# [INFORMATION GIVEN]
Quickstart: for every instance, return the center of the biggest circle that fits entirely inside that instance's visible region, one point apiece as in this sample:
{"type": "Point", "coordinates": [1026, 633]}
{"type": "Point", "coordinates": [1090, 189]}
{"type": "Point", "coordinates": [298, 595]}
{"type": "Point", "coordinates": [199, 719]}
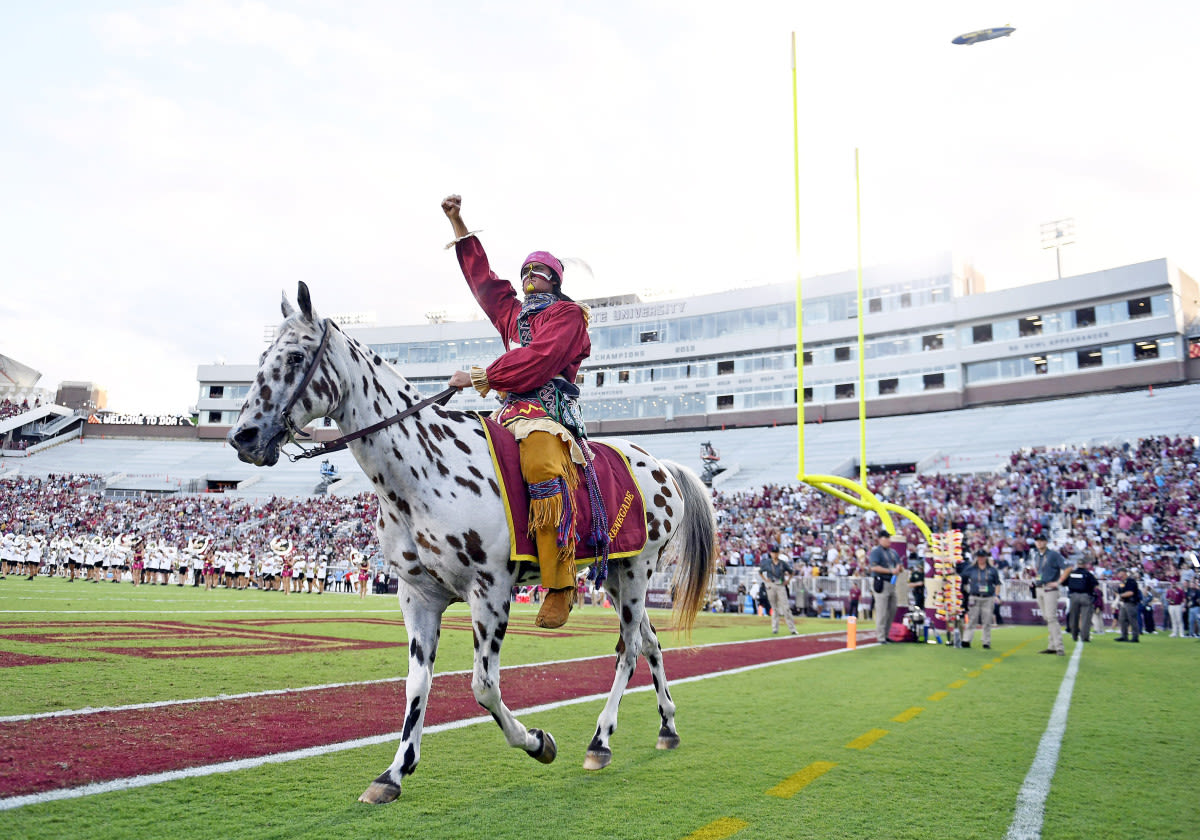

# [DO THIS]
Copy every line of the records above word for word, leaving out the pictures.

# [FINISHED TASK]
Quickstart: for every instance, return the center of the biggest circle that fits entirely inside that instance's visible region, one point apiece as in this sample:
{"type": "Point", "coordinates": [1026, 633]}
{"type": "Point", "coordinates": [1090, 189]}
{"type": "Point", "coordinates": [298, 595]}
{"type": "Point", "coordinates": [199, 719]}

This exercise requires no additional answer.